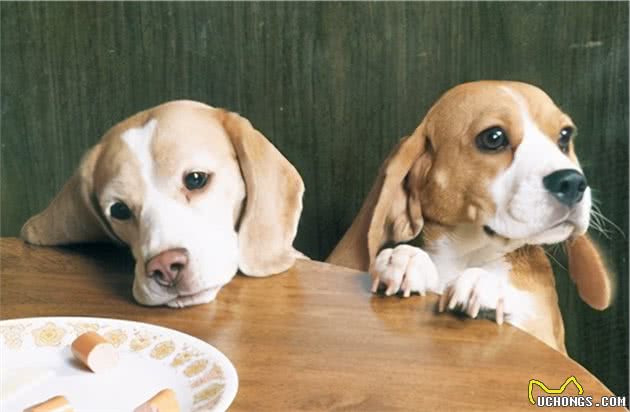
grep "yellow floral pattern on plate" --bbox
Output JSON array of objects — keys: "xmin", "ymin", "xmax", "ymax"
[
  {"xmin": 151, "ymin": 340, "xmax": 175, "ymax": 359},
  {"xmin": 103, "ymin": 329, "xmax": 127, "ymax": 348},
  {"xmin": 0, "ymin": 318, "xmax": 232, "ymax": 411},
  {"xmin": 31, "ymin": 322, "xmax": 66, "ymax": 346}
]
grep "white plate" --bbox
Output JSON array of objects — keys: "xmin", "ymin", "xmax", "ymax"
[{"xmin": 0, "ymin": 317, "xmax": 238, "ymax": 412}]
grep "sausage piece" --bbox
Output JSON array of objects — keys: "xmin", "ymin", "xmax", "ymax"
[
  {"xmin": 24, "ymin": 396, "xmax": 74, "ymax": 412},
  {"xmin": 133, "ymin": 389, "xmax": 179, "ymax": 412},
  {"xmin": 72, "ymin": 332, "xmax": 118, "ymax": 373}
]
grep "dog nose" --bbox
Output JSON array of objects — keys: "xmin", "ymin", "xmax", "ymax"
[
  {"xmin": 543, "ymin": 169, "xmax": 588, "ymax": 207},
  {"xmin": 146, "ymin": 249, "xmax": 188, "ymax": 286}
]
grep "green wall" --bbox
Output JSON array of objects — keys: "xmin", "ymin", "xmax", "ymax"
[{"xmin": 0, "ymin": 2, "xmax": 628, "ymax": 395}]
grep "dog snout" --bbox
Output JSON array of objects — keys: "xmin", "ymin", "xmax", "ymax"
[
  {"xmin": 543, "ymin": 169, "xmax": 588, "ymax": 207},
  {"xmin": 146, "ymin": 249, "xmax": 188, "ymax": 286}
]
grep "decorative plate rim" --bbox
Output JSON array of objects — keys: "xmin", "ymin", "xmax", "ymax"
[{"xmin": 0, "ymin": 316, "xmax": 239, "ymax": 411}]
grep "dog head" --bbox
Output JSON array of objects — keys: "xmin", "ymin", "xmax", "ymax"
[
  {"xmin": 329, "ymin": 81, "xmax": 610, "ymax": 307},
  {"xmin": 22, "ymin": 101, "xmax": 304, "ymax": 306}
]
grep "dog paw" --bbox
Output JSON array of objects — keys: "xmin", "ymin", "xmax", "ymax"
[
  {"xmin": 439, "ymin": 268, "xmax": 507, "ymax": 325},
  {"xmin": 370, "ymin": 245, "xmax": 439, "ymax": 297}
]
-*-
PROMPT ▸
Filter the records above to the lines that contain the string "grep", and copy each such line in full.

ANSWER TO THIS EXERCISE ▸
grep "yellow floral pattern on plate" --bbox
grep "white plate" --bbox
grep "sausage piece" --bbox
grep "dog nose" --bbox
grep "green wall" --bbox
grep "dog snout" --bbox
grep "decorative plate rim" --bbox
grep "dog head" --bbox
grep "dog paw" --bbox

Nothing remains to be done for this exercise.